**Problem to work on:**
Please arrange every line of the material below as a numbered list, leaving out any blank lines.

Lines of data
━━━━━━━━━━━━━━━━━━━━━━━━━━━━━━
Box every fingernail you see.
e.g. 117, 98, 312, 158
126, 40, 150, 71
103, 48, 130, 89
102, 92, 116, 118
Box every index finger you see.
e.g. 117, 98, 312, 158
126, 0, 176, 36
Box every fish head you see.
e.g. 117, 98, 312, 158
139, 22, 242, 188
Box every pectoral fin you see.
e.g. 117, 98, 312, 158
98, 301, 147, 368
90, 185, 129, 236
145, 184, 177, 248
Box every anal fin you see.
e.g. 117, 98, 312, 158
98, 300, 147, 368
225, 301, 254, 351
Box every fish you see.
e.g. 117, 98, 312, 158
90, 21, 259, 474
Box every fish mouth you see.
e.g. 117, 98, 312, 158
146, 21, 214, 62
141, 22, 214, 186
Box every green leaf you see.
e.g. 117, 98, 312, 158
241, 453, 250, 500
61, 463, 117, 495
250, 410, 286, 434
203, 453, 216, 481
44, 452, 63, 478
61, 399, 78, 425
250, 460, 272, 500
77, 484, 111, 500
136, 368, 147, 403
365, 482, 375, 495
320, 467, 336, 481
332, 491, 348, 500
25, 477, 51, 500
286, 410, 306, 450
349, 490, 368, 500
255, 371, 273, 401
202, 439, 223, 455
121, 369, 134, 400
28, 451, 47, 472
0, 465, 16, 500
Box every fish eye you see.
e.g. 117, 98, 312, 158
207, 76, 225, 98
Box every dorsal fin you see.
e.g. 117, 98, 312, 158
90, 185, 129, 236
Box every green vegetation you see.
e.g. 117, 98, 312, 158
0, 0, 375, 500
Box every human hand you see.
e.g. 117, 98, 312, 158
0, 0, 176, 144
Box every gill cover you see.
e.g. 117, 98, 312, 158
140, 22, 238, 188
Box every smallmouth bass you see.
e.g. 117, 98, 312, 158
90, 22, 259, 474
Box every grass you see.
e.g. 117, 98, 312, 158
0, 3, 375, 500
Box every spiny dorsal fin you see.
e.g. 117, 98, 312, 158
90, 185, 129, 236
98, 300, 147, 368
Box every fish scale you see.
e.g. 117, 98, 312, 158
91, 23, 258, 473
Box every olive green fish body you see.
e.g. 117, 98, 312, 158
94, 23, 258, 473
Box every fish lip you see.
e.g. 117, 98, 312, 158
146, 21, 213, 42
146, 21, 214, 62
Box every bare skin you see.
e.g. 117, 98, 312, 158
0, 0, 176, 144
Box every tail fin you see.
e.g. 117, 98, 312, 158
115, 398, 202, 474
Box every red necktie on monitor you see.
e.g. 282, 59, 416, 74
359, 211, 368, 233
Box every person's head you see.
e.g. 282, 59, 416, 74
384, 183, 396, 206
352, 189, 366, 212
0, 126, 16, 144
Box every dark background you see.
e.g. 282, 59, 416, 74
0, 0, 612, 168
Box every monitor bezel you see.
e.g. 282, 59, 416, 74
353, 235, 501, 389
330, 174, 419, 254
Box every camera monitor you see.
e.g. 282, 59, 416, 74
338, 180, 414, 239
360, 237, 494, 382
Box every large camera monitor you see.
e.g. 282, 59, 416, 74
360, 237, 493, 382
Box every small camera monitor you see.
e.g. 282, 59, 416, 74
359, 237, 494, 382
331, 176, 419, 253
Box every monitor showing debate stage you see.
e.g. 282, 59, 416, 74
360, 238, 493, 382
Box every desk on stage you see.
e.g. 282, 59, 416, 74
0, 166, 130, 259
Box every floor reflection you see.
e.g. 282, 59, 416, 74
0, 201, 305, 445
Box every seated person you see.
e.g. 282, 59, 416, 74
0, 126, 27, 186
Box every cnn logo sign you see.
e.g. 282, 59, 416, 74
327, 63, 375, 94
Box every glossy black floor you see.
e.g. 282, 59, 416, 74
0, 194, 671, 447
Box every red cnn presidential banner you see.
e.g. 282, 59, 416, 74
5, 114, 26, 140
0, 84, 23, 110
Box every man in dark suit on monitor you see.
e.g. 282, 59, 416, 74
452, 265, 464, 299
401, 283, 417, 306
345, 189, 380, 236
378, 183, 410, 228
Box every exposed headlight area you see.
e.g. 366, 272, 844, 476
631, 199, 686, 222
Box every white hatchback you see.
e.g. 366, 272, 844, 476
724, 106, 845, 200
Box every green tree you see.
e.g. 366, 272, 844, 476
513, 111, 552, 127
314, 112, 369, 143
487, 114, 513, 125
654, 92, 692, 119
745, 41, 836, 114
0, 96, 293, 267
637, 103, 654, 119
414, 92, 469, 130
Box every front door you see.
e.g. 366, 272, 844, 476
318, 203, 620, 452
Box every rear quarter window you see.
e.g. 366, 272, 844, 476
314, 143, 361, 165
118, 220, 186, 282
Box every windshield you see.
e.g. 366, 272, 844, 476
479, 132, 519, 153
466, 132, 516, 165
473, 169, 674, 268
━━━━━━━━━━━━━━━━━━━━━━━━━━━━━━
**Worked solution:**
1. Box every fingernail you see.
2. e.g. 117, 98, 312, 158
3. 126, 40, 150, 71
4. 103, 48, 130, 89
5. 102, 92, 116, 118
6. Box every index finger you see.
7. e.g. 117, 98, 312, 158
8. 126, 0, 176, 36
9. Box every fish head you see.
10. e.g. 117, 98, 312, 158
11. 139, 22, 242, 188
12. Box every pectoral fin you see.
13. e.g. 117, 98, 312, 158
14. 98, 301, 147, 368
15. 90, 185, 129, 236
16. 145, 184, 177, 248
17. Box every anal fin you see.
18. e.g. 117, 98, 312, 158
19. 98, 300, 147, 368
20. 225, 301, 254, 351
21. Box every fish you see.
22. e.g. 117, 98, 312, 158
23. 90, 21, 259, 474
24. Box every fish mouth you see.
25. e.g. 117, 98, 312, 158
26. 146, 21, 214, 62
27. 141, 22, 214, 186
28. Box every green leaf you see.
29. e.g. 117, 98, 312, 158
30. 241, 453, 250, 500
31. 61, 463, 117, 495
32. 250, 410, 286, 434
33. 203, 453, 216, 481
34. 44, 452, 63, 478
35. 61, 399, 78, 425
36. 250, 460, 272, 500
37. 77, 484, 111, 500
38. 136, 368, 147, 403
39. 365, 482, 375, 495
40. 320, 467, 336, 481
41. 332, 491, 348, 500
42. 25, 477, 51, 500
43. 286, 410, 306, 450
44. 349, 490, 368, 500
45. 255, 371, 273, 401
46. 202, 439, 223, 455
47. 121, 369, 134, 400
48. 28, 451, 47, 472
49. 0, 465, 16, 500
50. Box every fish eye you see.
51. e.g. 117, 98, 312, 158
52. 207, 76, 225, 98
53. Box every dorsal fin you see.
54. e.g. 117, 98, 312, 158
55. 90, 185, 129, 236
56. Box every green vegetation you see.
57. e.g. 117, 98, 312, 158
58. 0, 0, 375, 500
59. Box every human hand you see.
60. e.g. 117, 98, 312, 158
61. 0, 0, 176, 144
62. Box every gill cover you see.
63. e.g. 117, 98, 312, 158
64. 140, 22, 238, 188
65. Box every smallmouth bass you see.
66. e.g. 117, 98, 312, 158
67. 90, 22, 259, 474
68. Box every grass you see.
69. e.g. 117, 98, 312, 158
70. 0, 3, 375, 500
71. Box every spiny dorsal fin you see.
72. e.g. 117, 98, 312, 158
73. 90, 185, 129, 236
74. 98, 300, 147, 368
75. Box every fish scale you see.
76. e.g. 117, 98, 312, 158
77. 91, 23, 258, 473
78. Box every olive green fish body you see.
79. e.g. 117, 98, 312, 158
80. 94, 23, 258, 473
81. Box every fish lip you see.
82. e.g. 117, 98, 312, 158
83. 146, 21, 213, 42
84. 146, 21, 214, 62
85. Box every bare skin you see.
86. e.g. 117, 98, 312, 158
87. 0, 0, 176, 144
88. Box every tail fin you see.
89. e.g. 117, 98, 312, 158
90. 115, 398, 202, 474
91. Box every red necktie on monitor you see.
92. e.g. 282, 59, 416, 74
93. 359, 211, 368, 233
94. Box every person's head you see.
95. e.g. 282, 59, 416, 74
96. 384, 183, 396, 206
97. 352, 189, 366, 212
98. 0, 126, 16, 144
99. Box every dark background you see.
100. e.g. 282, 59, 416, 74
101. 0, 0, 612, 168
102. Box every monitor bezel you see.
103. e.g. 282, 59, 416, 74
104. 353, 235, 501, 389
105. 330, 174, 419, 254
106. Box every camera monitor you see.
107. e.g. 282, 59, 416, 74
108. 338, 180, 414, 239
109. 360, 237, 494, 382
110. Box every large camera monitor you see.
111. e.g. 282, 59, 416, 74
112. 360, 237, 493, 382
113. Box every small camera monitor you see.
114. e.g. 282, 59, 416, 74
115. 359, 237, 494, 382
116. 331, 176, 419, 253
117. Box every monitor showing debate stage you see.
118. e.g. 282, 59, 416, 74
119. 360, 238, 493, 382
120. Box every desk on stage you see.
121. e.g. 282, 59, 416, 74
122. 0, 166, 130, 259
123. Box every floor reflection you see.
124. e.g. 282, 59, 416, 74
125. 0, 201, 305, 445
126. Box every seated person you see.
127. e.g. 282, 59, 416, 74
128. 0, 126, 27, 186
129. Box every cnn logo sign you see.
130. e.g. 282, 59, 416, 74
131. 327, 63, 375, 94
132. Box every glossy black floor you see.
133. e.g. 282, 59, 416, 74
134. 0, 194, 671, 447
135. Box every red cnn presidential banner you see.
136. e.g. 282, 59, 416, 74
137. 5, 114, 26, 140
138. 0, 84, 23, 110
139. Box every man in dark suit on monitor you see.
140. e.g. 282, 59, 416, 74
141. 452, 265, 464, 299
142. 401, 283, 417, 306
143. 345, 189, 380, 236
144. 378, 183, 410, 228
145. Box every exposed headlight area you see.
146. e.g. 366, 272, 844, 476
147. 631, 199, 686, 222
148. Box every white hatchback you see.
149. e.g. 366, 272, 844, 476
150. 724, 106, 845, 200
151. Box every green tree you see.
152. e.g. 366, 272, 844, 476
153. 513, 111, 552, 127
154. 314, 112, 369, 143
155. 487, 114, 513, 125
156. 654, 92, 692, 119
157. 745, 41, 836, 114
158. 0, 96, 293, 267
159. 637, 103, 654, 119
160. 414, 92, 469, 130
161. Box every front door you see.
162. e.g. 366, 272, 844, 476
163. 318, 203, 620, 452
164. Box every rear quarter window you see.
165. e.g. 366, 272, 844, 476
166. 314, 143, 361, 165
167. 118, 220, 186, 282
168. Box every windshield you see.
169. e.g. 366, 272, 844, 476
170. 479, 132, 519, 153
171. 466, 132, 516, 165
172. 473, 169, 674, 268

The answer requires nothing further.